EXERCISE: Please set out the material below as a numbered list, leaving out any blank lines.
═══ RAW DATA ═══
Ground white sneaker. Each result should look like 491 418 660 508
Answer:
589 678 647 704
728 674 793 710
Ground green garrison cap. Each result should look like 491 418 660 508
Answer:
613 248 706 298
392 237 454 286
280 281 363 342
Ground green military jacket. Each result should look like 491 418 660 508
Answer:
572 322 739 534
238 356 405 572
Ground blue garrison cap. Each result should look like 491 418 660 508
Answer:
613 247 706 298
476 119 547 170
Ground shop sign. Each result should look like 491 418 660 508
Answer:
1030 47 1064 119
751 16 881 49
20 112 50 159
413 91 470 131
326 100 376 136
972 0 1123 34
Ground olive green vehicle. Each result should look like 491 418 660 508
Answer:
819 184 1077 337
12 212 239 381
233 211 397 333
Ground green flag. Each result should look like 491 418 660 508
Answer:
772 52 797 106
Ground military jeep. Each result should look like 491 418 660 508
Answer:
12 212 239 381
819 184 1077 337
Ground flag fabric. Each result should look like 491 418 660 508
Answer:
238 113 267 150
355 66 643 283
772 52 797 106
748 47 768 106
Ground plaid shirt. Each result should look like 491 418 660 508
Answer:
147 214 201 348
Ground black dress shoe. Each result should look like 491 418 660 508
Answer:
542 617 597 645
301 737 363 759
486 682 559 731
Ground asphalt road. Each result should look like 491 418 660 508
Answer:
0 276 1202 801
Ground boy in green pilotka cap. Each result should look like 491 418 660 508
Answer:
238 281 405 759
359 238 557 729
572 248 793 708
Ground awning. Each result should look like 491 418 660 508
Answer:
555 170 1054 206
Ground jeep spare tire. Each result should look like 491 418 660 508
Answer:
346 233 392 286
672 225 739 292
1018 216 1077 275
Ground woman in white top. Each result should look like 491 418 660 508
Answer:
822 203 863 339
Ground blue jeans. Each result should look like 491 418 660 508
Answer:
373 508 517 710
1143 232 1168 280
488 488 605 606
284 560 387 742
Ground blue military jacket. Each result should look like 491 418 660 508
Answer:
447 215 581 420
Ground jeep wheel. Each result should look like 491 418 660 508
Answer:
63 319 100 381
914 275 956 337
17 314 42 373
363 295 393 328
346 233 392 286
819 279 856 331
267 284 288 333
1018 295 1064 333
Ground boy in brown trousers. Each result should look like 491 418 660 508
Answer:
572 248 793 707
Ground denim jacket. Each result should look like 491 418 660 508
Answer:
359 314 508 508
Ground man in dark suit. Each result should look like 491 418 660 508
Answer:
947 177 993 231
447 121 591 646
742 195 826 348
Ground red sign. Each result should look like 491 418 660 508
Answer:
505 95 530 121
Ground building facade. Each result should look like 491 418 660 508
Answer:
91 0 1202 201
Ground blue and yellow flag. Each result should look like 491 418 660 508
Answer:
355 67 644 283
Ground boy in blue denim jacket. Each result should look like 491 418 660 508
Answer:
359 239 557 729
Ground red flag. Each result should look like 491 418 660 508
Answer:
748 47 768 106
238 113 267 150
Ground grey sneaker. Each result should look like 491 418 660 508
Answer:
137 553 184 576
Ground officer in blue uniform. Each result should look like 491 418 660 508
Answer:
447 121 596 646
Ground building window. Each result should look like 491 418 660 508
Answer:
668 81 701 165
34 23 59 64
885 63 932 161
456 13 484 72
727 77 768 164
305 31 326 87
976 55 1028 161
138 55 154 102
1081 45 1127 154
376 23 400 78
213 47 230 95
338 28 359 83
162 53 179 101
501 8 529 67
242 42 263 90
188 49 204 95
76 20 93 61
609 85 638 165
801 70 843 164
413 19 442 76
═══
THE OUTPUT:
1. Ground white sneaker. Each result should look like 491 418 660 508
2. Answer:
3. 589 678 647 704
4. 728 674 793 710
5. Ground green garrison cap. Each result should look like 491 418 660 508
6. Answer:
7. 613 248 706 298
8. 392 237 454 286
9. 280 281 363 342
10. Ground green military jacket. Each result should look like 491 418 660 508
11. Answer:
12. 572 322 739 534
13. 238 356 405 572
14. Ground blue garrison cap. Each result should look like 491 418 660 508
15. Answer:
16. 613 247 706 298
17. 476 119 547 170
18. Ground shop sign. Each result should look like 491 418 660 508
19. Answer:
20. 1030 47 1064 119
21. 751 16 881 49
22. 20 112 50 159
23. 413 91 470 131
24. 326 100 376 136
25. 972 0 1123 34
26. Ground olive green vehicle. Each result should look like 491 418 660 508
27. Answer:
28. 819 184 1077 337
29. 12 212 239 381
30. 233 211 397 333
31. Ground green flag. Each result should look like 491 418 660 508
32. Answer:
33. 772 52 797 106
34. Ground military jeep. Each result should look like 491 418 660 508
35. Answer:
36. 12 212 239 381
37. 819 184 1077 337
38. Ground flag fabric. Each result should look like 491 418 660 508
39. Answer:
40. 238 113 267 150
41. 355 66 643 283
42. 772 52 797 106
43. 748 47 768 106
44. Ground plaid shirt. Each result should look like 491 418 660 508
45. Answer:
46. 147 214 201 348
47. Ground black dress shoe. Each result should look like 491 418 660 508
48. Answer:
49. 542 617 597 645
50. 301 737 363 759
51. 486 682 559 731
52. Ground asphalt road. Each result should look like 491 418 660 508
53. Answer:
54. 0 276 1202 801
55. Ground boy in green pilotka cap. Each result should look like 491 418 660 508
56. Answer:
57. 238 281 405 759
58. 359 238 557 729
59. 572 248 793 708
60. Ground awning. Each result should look like 491 418 660 508
61. Answer:
62. 555 170 1054 206
63. Ground jeep spare tire. Each result should look like 491 418 660 508
64. Answer:
65. 346 233 392 286
66. 672 225 739 292
67. 1018 216 1077 275
68. Ground woman in white top. Each result should look like 491 418 660 508
69. Answer:
70. 822 203 863 339
71. Ground blue jeans. Each result should look like 491 418 660 508
72. Answer:
73. 373 508 517 710
74. 1143 232 1168 280
75. 488 488 605 606
76. 284 560 387 742
77. Ground blue military jacket. Each result should look like 491 418 660 508
78. Answer:
79. 447 215 581 420
80. Ground jeep wheel. Each result should look like 491 418 660 508
81. Answer:
82. 63 319 100 381
83. 914 275 956 337
84. 17 314 42 373
85. 363 295 393 328
86. 346 233 392 286
87. 819 279 856 331
88. 267 284 288 333
89. 1018 295 1064 333
90. Ground boy in brown trousers. Each result should look like 491 418 660 508
91. Answer:
92. 572 248 793 707
93. Ground denim jacket. Each result should look like 491 418 660 508
94. Answer:
95. 359 314 508 508
96. Ground man in dark suit. Each result should look like 491 418 660 508
97. Answer:
98. 947 177 993 231
99. 447 121 591 646
100. 742 195 826 348
101. Ground red sign. Each result should look like 491 418 660 508
102. Answer:
103. 505 95 530 121
104. Ground building facade. Each result should look like 491 418 660 508
105. Answer:
106. 91 0 1202 201
107. Ground blue and yellow flag. Each result should look like 491 418 660 508
108. Answer:
109. 355 67 644 283
110. Ground boy in blue denim jacket. Each result should look like 491 418 660 508
111. Answer:
112. 359 239 557 729
113. Ground red flag. Each result should look like 491 418 660 508
114. Answer:
115. 748 47 768 106
116. 238 113 267 150
117. Ground grey sneaker. Each result should look like 491 418 660 508
118. Answer:
119. 137 553 184 576
120. Ground officer in blue uniform. Each result should look like 491 418 660 508
121. Answer:
122. 447 121 596 646
123. Ground building window. Each result should look like 491 418 660 508
124. Answer:
125. 668 81 701 165
126. 34 23 59 64
127. 885 63 932 161
128. 456 13 484 72
129. 727 77 768 164
130. 305 31 326 87
131. 976 55 1028 161
132. 138 55 154 102
133. 1081 45 1127 154
134. 376 23 400 78
135. 213 47 230 95
136. 338 28 359 83
137. 162 53 179 101
138. 501 8 529 67
139. 242 42 263 90
140. 188 49 204 95
141. 76 20 93 61
142. 609 85 638 165
143. 801 70 843 164
144. 413 19 442 76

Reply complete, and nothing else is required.